**Page excerpt**
NOTE. This review was written at the time of the show’s opening in March 2012, and then developed as I thought about the exhibition in the weeks following. The writing was concluded at the exhibition’s finissage in August 2012. My text Codename Burroughs, published by fluid on the occasion of the ZKM show, appeared in both a German and an English edition. That text deals primarily with cut-up and other Third Mind techniques employing bisection as a governing procedure — the present text does not cover that ground but explores other aspects of visualization in Burroughs’ painting and writing and in his use of multimedia processes. The present tense, essential to the experience of seeing and responding to the show in situ, has been preserved.
Credits and Thanks
My thanks to Axel, Margrit, Udo, Helena, Peter, Christof, Margit, John, Yuri, Yoni, Barry, David, Shirin, Christian, Lukas, Sebastian, Michael, Kathelin, Jim, Annette, Aaron, Ramuntcho, Mikki, Lars, Terry, Phil, Eric, Philippe, Stephen, John G. and to everyone at the ZKM, especially Philipp and Andreas, for making my trips so special. My thanks to Alison, and to Keith and Jed.
“The Inner Burroughs: Novel Ideas On Urban Terror,” by Edmund White. Where was this published?
“The Inner Burroughs“ was published in: “Soho News, New York, January 18-24, 1981“.
This is incredibly excellently comprehensive and inspiring, Ian; panning out nuggets of golden intuition that I never noticed when I followed the arrows in Karlsruhe.
I shall be taking it along with me to Hamburg as my guide book.
…
btw: …It’s odd that the pic of White Subway is next to the paras about William not being involved in cover design. When I was doing Aloes, I remember showing William the pictures I wanted to use and he agreed to all of them; his main concern was what the book was going to be called. When I suggested “An Anthology”, there was a little pause and pursing of the lips: “Never call anything an anthology.” He took the proofs, flicked to the first page and read the first line – “Call it ‘White Subway’.” I can still hear that lilting cracker rasp.

**Exercise**
List every city that the Burroughs review page names. Rely solely on the Burroughs review page, without outside sources.

**Raw data**

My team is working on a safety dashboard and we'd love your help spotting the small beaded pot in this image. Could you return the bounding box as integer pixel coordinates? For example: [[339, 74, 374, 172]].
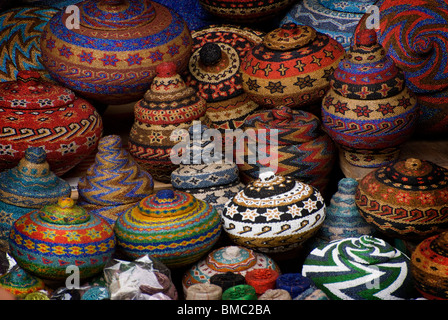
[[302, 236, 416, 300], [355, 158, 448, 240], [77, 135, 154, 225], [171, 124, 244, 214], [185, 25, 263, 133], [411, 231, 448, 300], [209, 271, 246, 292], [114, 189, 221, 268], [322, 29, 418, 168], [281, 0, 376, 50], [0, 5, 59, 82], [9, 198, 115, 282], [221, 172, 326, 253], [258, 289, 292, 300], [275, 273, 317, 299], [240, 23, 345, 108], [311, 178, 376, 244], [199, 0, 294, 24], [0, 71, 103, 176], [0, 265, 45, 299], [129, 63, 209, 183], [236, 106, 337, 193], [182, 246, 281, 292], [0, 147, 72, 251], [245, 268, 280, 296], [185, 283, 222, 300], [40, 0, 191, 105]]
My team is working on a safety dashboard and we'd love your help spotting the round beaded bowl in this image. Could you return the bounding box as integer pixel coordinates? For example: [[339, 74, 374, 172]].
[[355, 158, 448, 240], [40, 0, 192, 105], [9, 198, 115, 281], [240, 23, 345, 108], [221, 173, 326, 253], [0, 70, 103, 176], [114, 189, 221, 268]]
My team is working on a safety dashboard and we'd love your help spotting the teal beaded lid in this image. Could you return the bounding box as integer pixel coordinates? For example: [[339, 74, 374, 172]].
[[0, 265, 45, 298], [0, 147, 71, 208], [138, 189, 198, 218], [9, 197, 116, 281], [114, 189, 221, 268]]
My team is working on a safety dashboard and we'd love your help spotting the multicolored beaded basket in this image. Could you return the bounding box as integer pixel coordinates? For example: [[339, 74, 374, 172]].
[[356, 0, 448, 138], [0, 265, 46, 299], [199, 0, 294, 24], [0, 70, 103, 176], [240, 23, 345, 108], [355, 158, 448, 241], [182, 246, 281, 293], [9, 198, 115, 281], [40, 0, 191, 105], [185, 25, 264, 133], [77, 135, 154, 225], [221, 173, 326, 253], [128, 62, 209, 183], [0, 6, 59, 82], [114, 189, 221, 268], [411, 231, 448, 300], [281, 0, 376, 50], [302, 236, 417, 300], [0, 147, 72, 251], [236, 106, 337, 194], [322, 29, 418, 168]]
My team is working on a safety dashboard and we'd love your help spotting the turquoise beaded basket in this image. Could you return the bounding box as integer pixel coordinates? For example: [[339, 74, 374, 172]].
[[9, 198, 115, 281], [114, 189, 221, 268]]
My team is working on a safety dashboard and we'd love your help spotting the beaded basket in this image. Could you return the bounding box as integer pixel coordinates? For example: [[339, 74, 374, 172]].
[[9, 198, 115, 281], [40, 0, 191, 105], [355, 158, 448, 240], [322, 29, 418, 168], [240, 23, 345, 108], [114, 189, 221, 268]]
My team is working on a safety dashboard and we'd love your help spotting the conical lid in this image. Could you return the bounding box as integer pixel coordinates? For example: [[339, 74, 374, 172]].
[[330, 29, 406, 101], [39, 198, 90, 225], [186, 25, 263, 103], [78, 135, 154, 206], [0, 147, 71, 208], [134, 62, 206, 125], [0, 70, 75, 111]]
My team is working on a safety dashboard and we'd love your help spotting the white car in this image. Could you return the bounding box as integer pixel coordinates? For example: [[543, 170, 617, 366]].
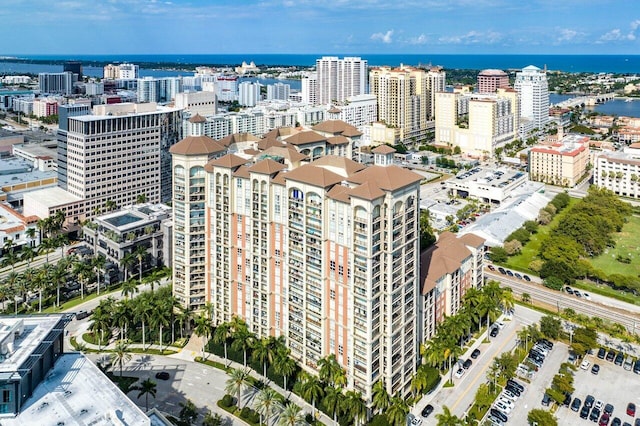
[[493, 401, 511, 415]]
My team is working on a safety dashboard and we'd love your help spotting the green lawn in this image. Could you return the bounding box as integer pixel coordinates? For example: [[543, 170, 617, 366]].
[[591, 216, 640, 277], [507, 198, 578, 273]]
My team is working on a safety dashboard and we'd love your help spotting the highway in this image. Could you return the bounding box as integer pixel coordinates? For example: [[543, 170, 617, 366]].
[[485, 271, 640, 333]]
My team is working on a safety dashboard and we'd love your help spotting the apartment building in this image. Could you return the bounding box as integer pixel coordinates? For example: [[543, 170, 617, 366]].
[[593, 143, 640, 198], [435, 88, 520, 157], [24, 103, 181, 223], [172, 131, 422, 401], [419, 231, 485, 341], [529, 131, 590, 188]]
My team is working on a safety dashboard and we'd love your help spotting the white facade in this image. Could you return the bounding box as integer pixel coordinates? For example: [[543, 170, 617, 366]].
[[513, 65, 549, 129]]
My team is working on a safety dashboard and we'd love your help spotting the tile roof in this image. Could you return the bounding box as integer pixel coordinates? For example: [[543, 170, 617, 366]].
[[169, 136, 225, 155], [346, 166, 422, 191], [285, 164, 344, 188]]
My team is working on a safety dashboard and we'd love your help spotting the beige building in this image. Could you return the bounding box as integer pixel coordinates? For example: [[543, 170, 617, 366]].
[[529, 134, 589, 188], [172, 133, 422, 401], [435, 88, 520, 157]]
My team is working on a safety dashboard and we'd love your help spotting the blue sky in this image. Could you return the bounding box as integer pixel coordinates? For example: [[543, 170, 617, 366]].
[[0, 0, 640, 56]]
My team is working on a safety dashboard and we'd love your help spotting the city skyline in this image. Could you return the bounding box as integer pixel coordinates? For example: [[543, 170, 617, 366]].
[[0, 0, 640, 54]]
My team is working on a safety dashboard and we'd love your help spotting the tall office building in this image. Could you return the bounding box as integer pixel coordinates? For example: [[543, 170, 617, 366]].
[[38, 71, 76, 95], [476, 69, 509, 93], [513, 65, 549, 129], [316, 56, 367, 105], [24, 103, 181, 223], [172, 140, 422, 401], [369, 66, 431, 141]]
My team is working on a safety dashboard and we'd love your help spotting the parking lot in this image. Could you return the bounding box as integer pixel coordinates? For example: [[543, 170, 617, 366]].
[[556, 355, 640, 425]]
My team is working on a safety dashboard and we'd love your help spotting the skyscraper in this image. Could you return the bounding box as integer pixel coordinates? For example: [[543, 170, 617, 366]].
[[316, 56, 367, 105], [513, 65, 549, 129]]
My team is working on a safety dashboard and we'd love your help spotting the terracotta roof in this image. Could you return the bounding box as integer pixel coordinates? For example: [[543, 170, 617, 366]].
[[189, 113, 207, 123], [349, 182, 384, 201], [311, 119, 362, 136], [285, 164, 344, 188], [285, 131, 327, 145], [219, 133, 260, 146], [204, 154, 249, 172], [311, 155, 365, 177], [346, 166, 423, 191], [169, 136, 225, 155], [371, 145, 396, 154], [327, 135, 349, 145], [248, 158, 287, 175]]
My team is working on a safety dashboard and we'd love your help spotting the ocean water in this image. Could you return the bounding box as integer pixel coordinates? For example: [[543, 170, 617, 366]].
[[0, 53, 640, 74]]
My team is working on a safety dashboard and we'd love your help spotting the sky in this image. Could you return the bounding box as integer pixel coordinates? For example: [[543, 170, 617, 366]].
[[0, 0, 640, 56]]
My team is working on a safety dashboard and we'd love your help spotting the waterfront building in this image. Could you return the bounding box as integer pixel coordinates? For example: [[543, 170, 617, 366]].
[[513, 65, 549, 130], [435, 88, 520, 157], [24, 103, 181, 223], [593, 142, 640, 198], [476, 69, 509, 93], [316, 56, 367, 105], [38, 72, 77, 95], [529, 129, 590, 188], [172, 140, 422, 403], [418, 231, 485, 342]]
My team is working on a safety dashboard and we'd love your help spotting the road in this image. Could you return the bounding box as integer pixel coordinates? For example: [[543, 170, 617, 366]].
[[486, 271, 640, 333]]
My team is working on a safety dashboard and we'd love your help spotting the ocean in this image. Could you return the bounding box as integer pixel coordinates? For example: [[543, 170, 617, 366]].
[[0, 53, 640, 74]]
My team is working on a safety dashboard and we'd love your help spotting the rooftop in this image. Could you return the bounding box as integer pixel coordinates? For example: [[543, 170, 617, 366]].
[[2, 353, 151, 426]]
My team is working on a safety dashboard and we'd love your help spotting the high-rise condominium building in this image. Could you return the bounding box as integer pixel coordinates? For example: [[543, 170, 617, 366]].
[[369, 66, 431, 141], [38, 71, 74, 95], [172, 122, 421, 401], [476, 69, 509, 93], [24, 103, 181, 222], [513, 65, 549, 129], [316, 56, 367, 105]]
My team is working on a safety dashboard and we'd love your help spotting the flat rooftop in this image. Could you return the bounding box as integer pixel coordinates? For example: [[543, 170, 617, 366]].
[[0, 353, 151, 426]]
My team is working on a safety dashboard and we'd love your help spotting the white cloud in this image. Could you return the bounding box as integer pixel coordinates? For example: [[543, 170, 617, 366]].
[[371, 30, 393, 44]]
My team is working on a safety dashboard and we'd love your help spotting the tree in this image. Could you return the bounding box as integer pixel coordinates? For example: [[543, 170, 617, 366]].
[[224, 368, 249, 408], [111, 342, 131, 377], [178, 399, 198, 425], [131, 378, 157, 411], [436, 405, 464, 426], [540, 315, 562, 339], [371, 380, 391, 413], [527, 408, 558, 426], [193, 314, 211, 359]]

**Output for this exercise**
Karlsruhe, Hamburg, New York